Object-pointing dataset rows
_ _ _ _

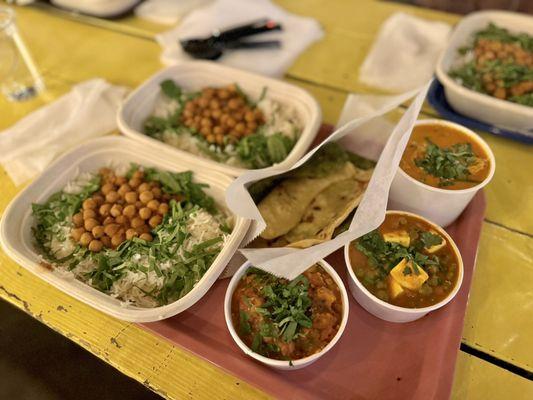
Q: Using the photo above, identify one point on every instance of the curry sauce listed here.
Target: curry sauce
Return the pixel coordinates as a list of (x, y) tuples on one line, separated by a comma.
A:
[(444, 157)]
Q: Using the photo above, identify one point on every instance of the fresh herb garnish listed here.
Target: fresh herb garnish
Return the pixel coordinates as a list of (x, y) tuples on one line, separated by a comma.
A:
[(449, 164)]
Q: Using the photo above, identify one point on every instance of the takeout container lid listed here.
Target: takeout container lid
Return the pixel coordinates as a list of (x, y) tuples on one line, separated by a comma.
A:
[(390, 312), (17, 241), (469, 102), (194, 75), (280, 364), (441, 206)]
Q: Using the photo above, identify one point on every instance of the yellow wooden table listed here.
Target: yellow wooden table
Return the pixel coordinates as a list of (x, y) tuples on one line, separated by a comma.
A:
[(498, 321)]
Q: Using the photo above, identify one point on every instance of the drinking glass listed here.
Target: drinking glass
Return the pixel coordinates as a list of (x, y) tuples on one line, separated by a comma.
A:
[(19, 78)]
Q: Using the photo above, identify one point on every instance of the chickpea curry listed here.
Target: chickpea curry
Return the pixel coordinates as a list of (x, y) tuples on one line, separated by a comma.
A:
[(145, 238), (405, 262), (225, 124), (444, 157), (287, 320), (498, 63)]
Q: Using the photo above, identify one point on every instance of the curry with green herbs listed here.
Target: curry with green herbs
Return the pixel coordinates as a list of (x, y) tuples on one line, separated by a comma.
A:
[(444, 157), (405, 262), (287, 320)]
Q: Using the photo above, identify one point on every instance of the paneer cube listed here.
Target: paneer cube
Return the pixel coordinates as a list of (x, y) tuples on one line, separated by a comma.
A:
[(395, 289), (400, 237), (409, 275), (436, 247)]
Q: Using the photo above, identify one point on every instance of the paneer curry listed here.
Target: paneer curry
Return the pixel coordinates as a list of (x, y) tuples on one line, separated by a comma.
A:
[(405, 262), (444, 157), (287, 320)]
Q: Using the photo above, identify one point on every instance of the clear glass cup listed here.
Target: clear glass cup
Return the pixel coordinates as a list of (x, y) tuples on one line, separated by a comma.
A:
[(19, 78)]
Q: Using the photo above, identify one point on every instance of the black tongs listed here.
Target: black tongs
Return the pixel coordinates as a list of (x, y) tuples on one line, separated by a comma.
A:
[(212, 47)]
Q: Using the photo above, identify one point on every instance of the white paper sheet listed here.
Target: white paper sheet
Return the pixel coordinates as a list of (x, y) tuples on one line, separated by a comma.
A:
[(359, 135)]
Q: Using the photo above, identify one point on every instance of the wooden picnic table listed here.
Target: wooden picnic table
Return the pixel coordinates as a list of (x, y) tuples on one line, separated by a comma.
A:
[(496, 356)]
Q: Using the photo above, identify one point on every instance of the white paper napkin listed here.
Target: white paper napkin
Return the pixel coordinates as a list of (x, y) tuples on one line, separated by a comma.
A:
[(167, 12), (87, 111), (298, 33), (405, 53), (355, 135)]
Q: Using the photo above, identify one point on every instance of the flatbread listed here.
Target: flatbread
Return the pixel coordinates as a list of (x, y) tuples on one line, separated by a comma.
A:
[(327, 211), (283, 208)]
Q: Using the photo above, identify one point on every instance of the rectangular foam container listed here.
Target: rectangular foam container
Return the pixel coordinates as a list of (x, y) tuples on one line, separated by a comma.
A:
[(485, 108), (15, 226), (195, 75)]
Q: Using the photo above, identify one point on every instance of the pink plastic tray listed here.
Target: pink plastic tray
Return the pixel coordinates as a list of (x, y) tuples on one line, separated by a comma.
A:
[(374, 359)]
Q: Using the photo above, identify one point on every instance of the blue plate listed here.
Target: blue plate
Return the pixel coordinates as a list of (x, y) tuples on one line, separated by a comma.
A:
[(438, 101)]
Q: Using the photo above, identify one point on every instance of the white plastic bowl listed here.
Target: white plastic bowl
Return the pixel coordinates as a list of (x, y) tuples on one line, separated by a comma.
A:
[(389, 312), (279, 364), (480, 106), (195, 75), (16, 223), (442, 206)]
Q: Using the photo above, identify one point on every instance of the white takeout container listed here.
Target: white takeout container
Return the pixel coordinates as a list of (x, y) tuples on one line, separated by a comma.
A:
[(442, 206), (280, 364), (482, 107), (195, 75), (17, 241), (390, 312)]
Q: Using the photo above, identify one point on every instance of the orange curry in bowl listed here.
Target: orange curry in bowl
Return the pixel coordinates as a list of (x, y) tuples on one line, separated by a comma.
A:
[(405, 262), (286, 320), (444, 157)]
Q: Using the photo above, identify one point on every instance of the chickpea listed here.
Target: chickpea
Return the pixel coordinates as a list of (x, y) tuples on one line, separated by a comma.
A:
[(143, 187), (131, 197), (116, 210), (106, 241), (112, 197), (136, 222), (86, 238), (90, 223), (98, 231), (104, 209), (117, 239), (131, 233), (156, 191), (89, 204), (108, 220), (111, 229), (106, 188), (77, 219), (153, 204), (145, 213), (134, 182), (76, 233), (146, 236), (155, 221), (163, 209), (129, 211), (95, 245), (146, 196), (123, 189), (89, 214)]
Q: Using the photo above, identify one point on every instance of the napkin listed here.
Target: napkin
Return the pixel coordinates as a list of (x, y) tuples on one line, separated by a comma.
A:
[(87, 111), (167, 12), (298, 33), (405, 53), (355, 135)]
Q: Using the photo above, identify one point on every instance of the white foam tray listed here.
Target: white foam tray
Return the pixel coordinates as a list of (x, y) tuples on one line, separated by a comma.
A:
[(482, 107), (15, 226), (195, 75)]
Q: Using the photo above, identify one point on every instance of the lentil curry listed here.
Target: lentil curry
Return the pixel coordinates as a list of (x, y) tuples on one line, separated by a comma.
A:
[(444, 157), (405, 262), (287, 320)]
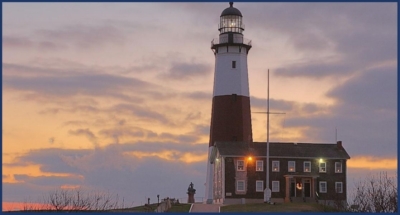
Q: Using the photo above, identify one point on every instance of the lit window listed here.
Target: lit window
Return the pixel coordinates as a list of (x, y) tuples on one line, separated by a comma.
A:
[(307, 166), (322, 167), (240, 165), (259, 165), (259, 186), (275, 186), (339, 187), (322, 186), (275, 166), (240, 185), (292, 166), (338, 167)]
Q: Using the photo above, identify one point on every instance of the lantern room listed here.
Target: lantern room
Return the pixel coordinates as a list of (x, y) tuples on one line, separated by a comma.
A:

_ _ _ _

- Written task
Change "pixel coordinates" to "image coordinates" in every one of the entries above, and write all the entries out again with nothing else altered. Leave out the pictures.

- Solution
Q: Using the photo above, identify one point on every instance of the curry sauce listed here.
Target: curry sauce
Return the image coordinates as a list of (x, y) tuples on one line, separated by a comma.
A:
[(444, 157)]
Q: Using the photo above, identify one point on every instance of the fresh herb garnish listed here.
Target: fresh herb garnish
Return the image coordinates as a list of (x, y) tuples on one line, separated by a comma.
A:
[(449, 164)]
Q: Using the photo above, identify one point on every instance of the takeout container lid listed here.
Target: takeout container lid
Return the image coordinates as a list of (x, y) tuples on one line, separated by a comma.
A:
[(390, 312), (17, 241), (469, 102), (194, 75), (280, 364), (441, 206)]
Q: Using the photo above, identify one point on every instance of the yellow wooden table listed here.
Target: yellow wooden table
Return the image coordinates as a list of (x, y) tuples on one line, separated by a comma.
A:
[(498, 321)]
Q: Using the photo above, identify one point on every instance of the drinking glass listed here.
Target: drinking glass
Return the image coordinates as a list of (x, y) tuples on one line, separated by a comma.
A:
[(19, 78)]
Q: Using the photo above, identify one point on every instance of the chickpea curry listed here.
Target: chickpea curry
Return the image coordinates as a list of (x, y) tuples on one line, separated by a comma.
A:
[(145, 238), (405, 262), (225, 124), (444, 157), (287, 320), (498, 63)]
Q: Using the photo above, identify one point on every instance of the curry with green herbs listed here.
Target: curry with green herbs
Return the image coordinates as a list of (x, y) tuples on one line, separated by a comma.
A:
[(444, 157), (405, 262), (287, 320)]
Q: Using the photo above, identify one point on every instance of the paneer cube listed here.
Target: paneer cube
Return the image coordinates as a list of (x, y) tuples on one line, separated by a comma.
A:
[(395, 289), (400, 237), (409, 275), (436, 247)]
Q: Using the photo above, identify one point on every instance of the paneer curry listed here.
Target: paneer curry
Return the image coordinates as a list of (x, y) tuples on one line, separated by a comma.
A:
[(405, 262), (444, 157), (287, 320)]
Q: Using the photo above, identify one point on every instance of the clear glass cup listed here.
Target: clear glass cup
Return the image coordinates as a list of (x, y) tuples on one line, separated by a comma.
A:
[(19, 78)]
Q: Using the photo above, identify one point on every instance of the black tongs listed here.
Target: black tongs
Return the image coordinates as a list of (x, y) tuples on one line, separated by a comma.
A:
[(212, 47)]
Q: Using the photo above, identify one point on every instance of the white paper sheet listed here.
Target: white paper sheet
Return the image coordinates as a list of (x, y) tuples on one line, separated by a comma.
A:
[(359, 135)]
Q: Using the photo above, identify one point on every instance of the wooden picnic table listed here.
Target: wooden picnic table
Return the image coordinates as a list of (x, y) tuples on one line, separated by a comma.
A:
[(496, 356)]
Q: Using the photo above, identify one point on every instance of the white paper napkin listed here.
Target: white paper napkin
Return the image coordinates as a list of (x, y) tuples on one line, separated by a comma.
A:
[(167, 12), (87, 111), (298, 33), (405, 53), (355, 135)]
Q: Using the photo above, identify one point on every instance of the flatbread listed here.
Target: flatbread
Return the image coordinates as a list of (x, y) tuples on one line, separated by a comma.
A:
[(327, 211), (283, 208)]
Q: Using the photo above, identify one point on every instance of the rectangular foam container listed here.
Target: rectangular foam container
Return the image coordinates as a list of (x, y) tuples on one line, separated by a comma.
A:
[(485, 108), (15, 226), (195, 75)]
Q: Using the photo above, identify one point on every instance of the pink plastic tray listed here.
Target: pink plastic tray
Return the image coordinates as a list of (x, y) tuples on one line, separated by a comma.
A:
[(374, 359)]
Q: Using the photo above, identify one point on every instance of the blue plate listed here.
Target: blue plate
Return the image coordinates as a list of (x, y) tuples on one line, separated by a comma.
A:
[(438, 101)]
Q: Using the photo above, identify one point on every instance of the white plastic bowl listed here.
Target: white plastic bowl
Return the image coordinates as a list of (x, y) tuples on one line, separated by a comma.
A:
[(389, 312), (279, 364), (480, 106), (195, 75), (16, 223), (442, 206)]
Q: Using the photo above, identify one point on every instance of the white takeout container listed here.
Target: white takeout container
Return the image coordinates as a list of (x, y) tuples on one line, separated by a comma.
A:
[(442, 206), (280, 364), (482, 107), (195, 75), (17, 241), (390, 312)]
Q: Using the photo above, identify one point on every instance of the orange curry in bowl listed here.
Target: orange curry in bowl
Return the image coordinates as a list of (x, y) tuples on one line, separated by a comma.
A:
[(405, 262), (286, 320), (444, 157)]
Q: Using the photo above, identify one point on every instance of the chickpea listed here.
Target: chickpea
Return the image coordinates as a list of (x, y) tuples on one line, separated by a comma.
A:
[(143, 187), (131, 197), (116, 210), (106, 241), (112, 197), (136, 222), (86, 238), (90, 223), (98, 231), (104, 209), (117, 239), (131, 233), (156, 191), (89, 204), (108, 220), (111, 229), (106, 188), (77, 219), (153, 204), (145, 213), (134, 182), (76, 233), (146, 236), (155, 221), (163, 209), (129, 211), (95, 245), (146, 196), (123, 189), (89, 214)]
Q: Using the photo above, identify one point on every instance of the napkin listed here.
Target: napkin
Return the image coordinates as a list of (x, y) tuples on one line, separated by a comma.
A:
[(87, 111), (167, 12), (298, 33), (405, 53), (355, 135)]
Q: Using the photo above, identify one point on every instance of the white foam tray listed here.
Target: white foam tray
Return the image coordinates as a list of (x, y) tuples on one line, separated by a comma.
A:
[(482, 107), (15, 226), (195, 75)]
Q: Using the photo above, identify one point on every instance of the lentil curry listed here.
Target: lentil curry
Return the image coordinates as a list of (x, y) tuples on one line, separated by a comma.
A:
[(444, 157), (405, 262), (287, 320)]
Q: Using the photo above, identify one point on every instance of the lit window listed here.
Target: lit window
Return the image coordinates as a list of (x, y) tuples on one line, separated by a comma.
A:
[(307, 166), (322, 167), (240, 165), (259, 165), (259, 186), (275, 186), (339, 187), (322, 186), (275, 166), (240, 185), (292, 166), (338, 167)]
Q: Using the photo above, identify one point on every instance of the lantern room listed here.
Target: lantern room
Return the image coordinates as a list of (x, y) tuples on one line, separated by a comma.
A:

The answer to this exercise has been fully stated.